→ Directions
From the passage on India's ban of Chinese apps and its imports from China, extract the words between "TikTok has become" and "it a lesson.", inclusive.

→ Source text
TikTok has become a rage in India recently and over 12 crore Indians have, so far, downloaded it. Other popular apps on the banned list include SHAREit, CamScanner, WeChat and also UC browser, a web browser developed by Chinese internet giant Alibaba Group. UC browser has over 1.3 crore users in the country. By banning all these popular apps, India has sent a strong message to China and made it clear that it will leave no stone unturned to take on China from all sides and teach it a lesson.
There is no doubt about it. Apart from the newly-unleashed digital war which will for sure damage China's image globally and also inflict financial damage to it, India has trained its guns on imports from the communist neighbour as well. In line with the growing resentment among Indians against Chinese products and ever-growing demand for ban on imports from China, India already started working on measures to reduce its import dependence on China. Currently, China is India's biggest import partner. In FY20, our country imported products worth $65.1 billion from China while our exports to the communist country stood at a meagre $16.6 billion. That means India's trade deficit with China reached a staggering $48.5 billion last fiscal. Apart from finished products, India also imports a variety of raw materials used by Indian companies for manufacturing products in the country.

→ Data supplied
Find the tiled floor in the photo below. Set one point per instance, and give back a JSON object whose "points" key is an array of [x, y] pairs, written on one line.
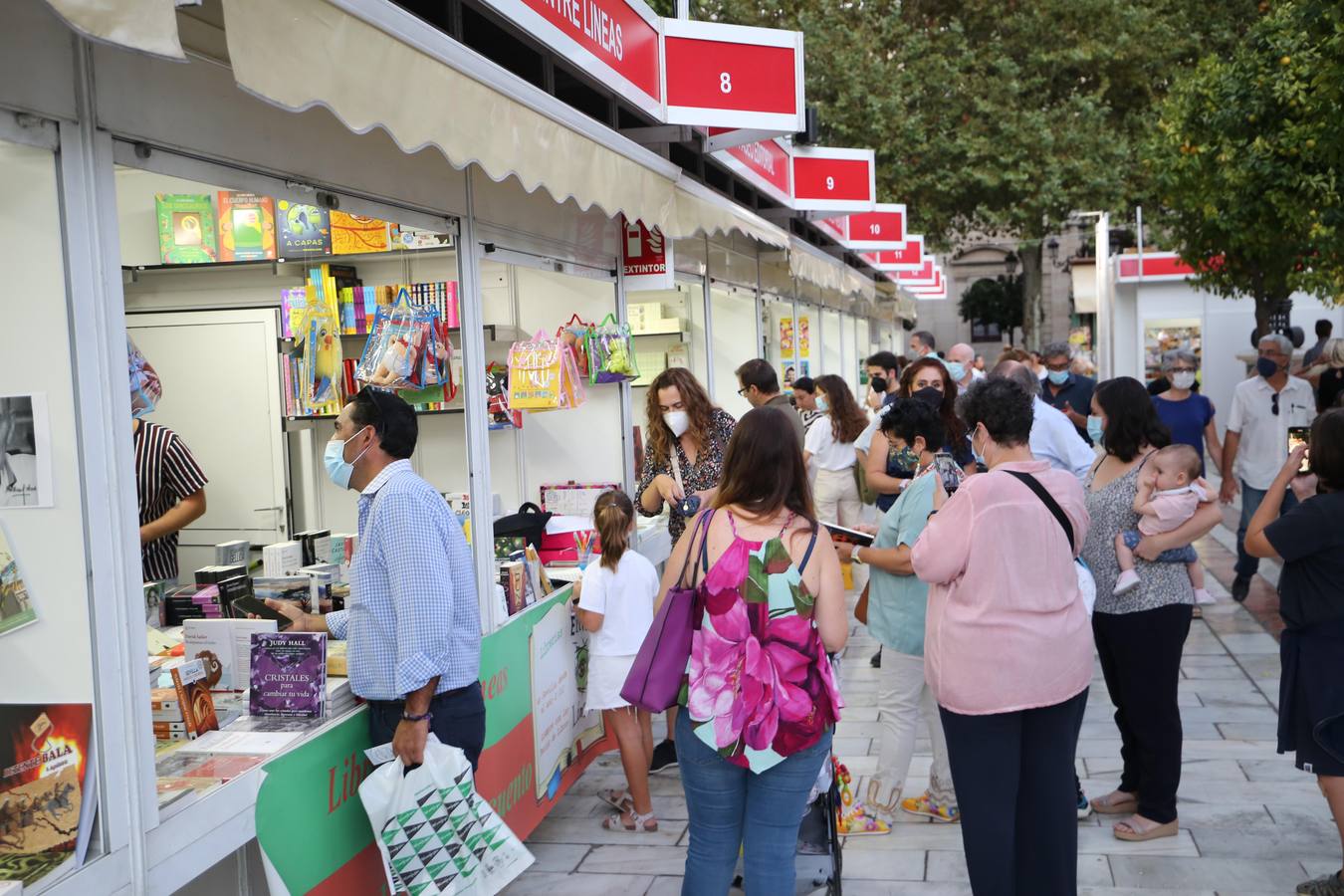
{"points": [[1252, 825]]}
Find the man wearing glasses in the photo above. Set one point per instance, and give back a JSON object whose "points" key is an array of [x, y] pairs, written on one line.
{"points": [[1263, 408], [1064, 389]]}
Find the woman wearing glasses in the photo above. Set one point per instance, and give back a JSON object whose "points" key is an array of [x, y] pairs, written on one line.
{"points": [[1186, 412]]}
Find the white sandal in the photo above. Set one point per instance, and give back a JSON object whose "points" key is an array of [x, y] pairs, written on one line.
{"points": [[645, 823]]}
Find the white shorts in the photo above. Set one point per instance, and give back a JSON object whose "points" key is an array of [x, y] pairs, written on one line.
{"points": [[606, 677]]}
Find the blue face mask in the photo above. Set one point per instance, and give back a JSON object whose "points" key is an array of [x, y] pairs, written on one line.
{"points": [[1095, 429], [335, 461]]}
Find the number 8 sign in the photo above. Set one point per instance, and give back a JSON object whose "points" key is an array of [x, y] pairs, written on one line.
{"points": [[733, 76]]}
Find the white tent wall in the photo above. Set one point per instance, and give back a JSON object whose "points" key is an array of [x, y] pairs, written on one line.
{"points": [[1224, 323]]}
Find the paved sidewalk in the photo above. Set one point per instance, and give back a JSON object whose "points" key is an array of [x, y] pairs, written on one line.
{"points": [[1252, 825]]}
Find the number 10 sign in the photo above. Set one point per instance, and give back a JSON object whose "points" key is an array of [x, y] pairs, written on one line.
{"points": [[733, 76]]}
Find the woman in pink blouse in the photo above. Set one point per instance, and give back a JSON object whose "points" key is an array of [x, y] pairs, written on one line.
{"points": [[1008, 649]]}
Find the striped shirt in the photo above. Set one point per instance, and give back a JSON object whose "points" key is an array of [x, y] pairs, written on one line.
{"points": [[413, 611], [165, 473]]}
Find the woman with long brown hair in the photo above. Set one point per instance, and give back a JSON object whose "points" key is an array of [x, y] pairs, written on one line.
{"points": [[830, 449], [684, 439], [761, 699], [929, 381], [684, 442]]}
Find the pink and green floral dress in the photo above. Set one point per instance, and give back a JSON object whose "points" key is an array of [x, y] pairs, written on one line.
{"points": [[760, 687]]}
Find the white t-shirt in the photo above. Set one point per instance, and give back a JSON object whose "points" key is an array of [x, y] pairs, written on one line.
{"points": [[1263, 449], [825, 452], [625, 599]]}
...
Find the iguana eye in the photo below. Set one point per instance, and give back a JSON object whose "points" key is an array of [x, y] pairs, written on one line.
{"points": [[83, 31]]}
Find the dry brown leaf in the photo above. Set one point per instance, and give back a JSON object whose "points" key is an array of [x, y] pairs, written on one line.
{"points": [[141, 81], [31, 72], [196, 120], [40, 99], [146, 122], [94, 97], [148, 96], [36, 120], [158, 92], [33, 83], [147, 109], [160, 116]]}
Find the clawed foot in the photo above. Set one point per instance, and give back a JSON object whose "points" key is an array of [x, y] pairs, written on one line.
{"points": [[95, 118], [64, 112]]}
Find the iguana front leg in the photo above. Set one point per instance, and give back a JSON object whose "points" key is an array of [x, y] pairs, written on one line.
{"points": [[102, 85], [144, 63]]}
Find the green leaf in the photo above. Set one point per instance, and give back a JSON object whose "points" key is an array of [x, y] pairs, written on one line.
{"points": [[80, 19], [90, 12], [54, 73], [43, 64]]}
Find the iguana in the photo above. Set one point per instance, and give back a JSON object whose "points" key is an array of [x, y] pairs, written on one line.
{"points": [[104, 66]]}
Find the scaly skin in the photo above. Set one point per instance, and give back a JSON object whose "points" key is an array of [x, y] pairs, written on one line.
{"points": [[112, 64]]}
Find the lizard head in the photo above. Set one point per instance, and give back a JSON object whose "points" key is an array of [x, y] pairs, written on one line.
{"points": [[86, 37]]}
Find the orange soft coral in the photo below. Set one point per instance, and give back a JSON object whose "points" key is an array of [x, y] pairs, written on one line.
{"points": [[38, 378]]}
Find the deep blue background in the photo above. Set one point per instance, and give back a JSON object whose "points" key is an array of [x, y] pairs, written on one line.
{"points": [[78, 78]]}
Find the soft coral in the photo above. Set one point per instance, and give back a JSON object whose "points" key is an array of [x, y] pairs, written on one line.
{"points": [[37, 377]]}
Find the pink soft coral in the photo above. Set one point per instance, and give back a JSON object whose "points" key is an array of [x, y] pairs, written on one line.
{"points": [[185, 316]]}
* * *
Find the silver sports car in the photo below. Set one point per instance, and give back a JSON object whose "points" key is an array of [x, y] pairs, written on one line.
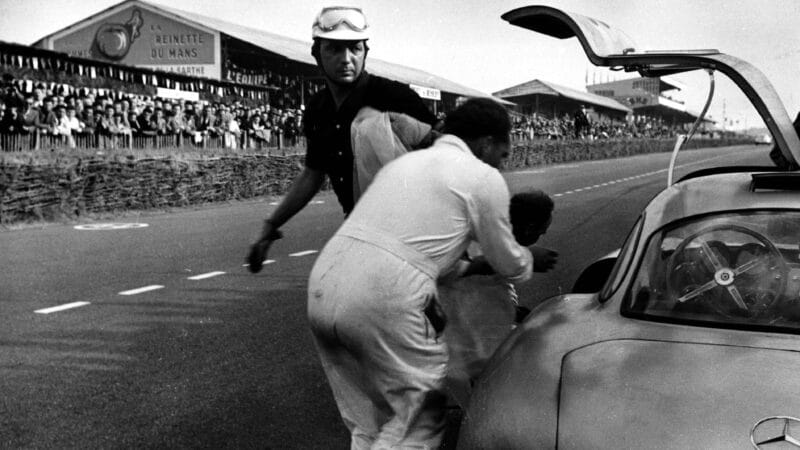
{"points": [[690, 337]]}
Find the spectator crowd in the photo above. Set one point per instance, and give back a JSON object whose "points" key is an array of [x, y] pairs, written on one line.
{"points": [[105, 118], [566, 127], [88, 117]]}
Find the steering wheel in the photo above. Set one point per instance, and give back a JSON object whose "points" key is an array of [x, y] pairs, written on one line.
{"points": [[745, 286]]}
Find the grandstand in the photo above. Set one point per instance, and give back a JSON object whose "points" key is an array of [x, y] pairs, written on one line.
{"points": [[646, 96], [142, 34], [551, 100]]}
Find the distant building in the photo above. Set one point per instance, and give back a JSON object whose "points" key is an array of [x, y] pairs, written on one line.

→ Exercise answer
TikTok has become a rage in India recently and over 12 crore Indians have, so far, downloaded it. Other popular apps on the banned list include SHAREit, CamScanner, WeChat and also UC browser, a web browser developed by Chinese internet giant Alibaba Group. UC browser has over 1.3 crore users in the country. By banning all these popular apps, India has sent a strong message to China and made it clear that it will leave no stone unturned to take on China from all sides and teach it a lesson.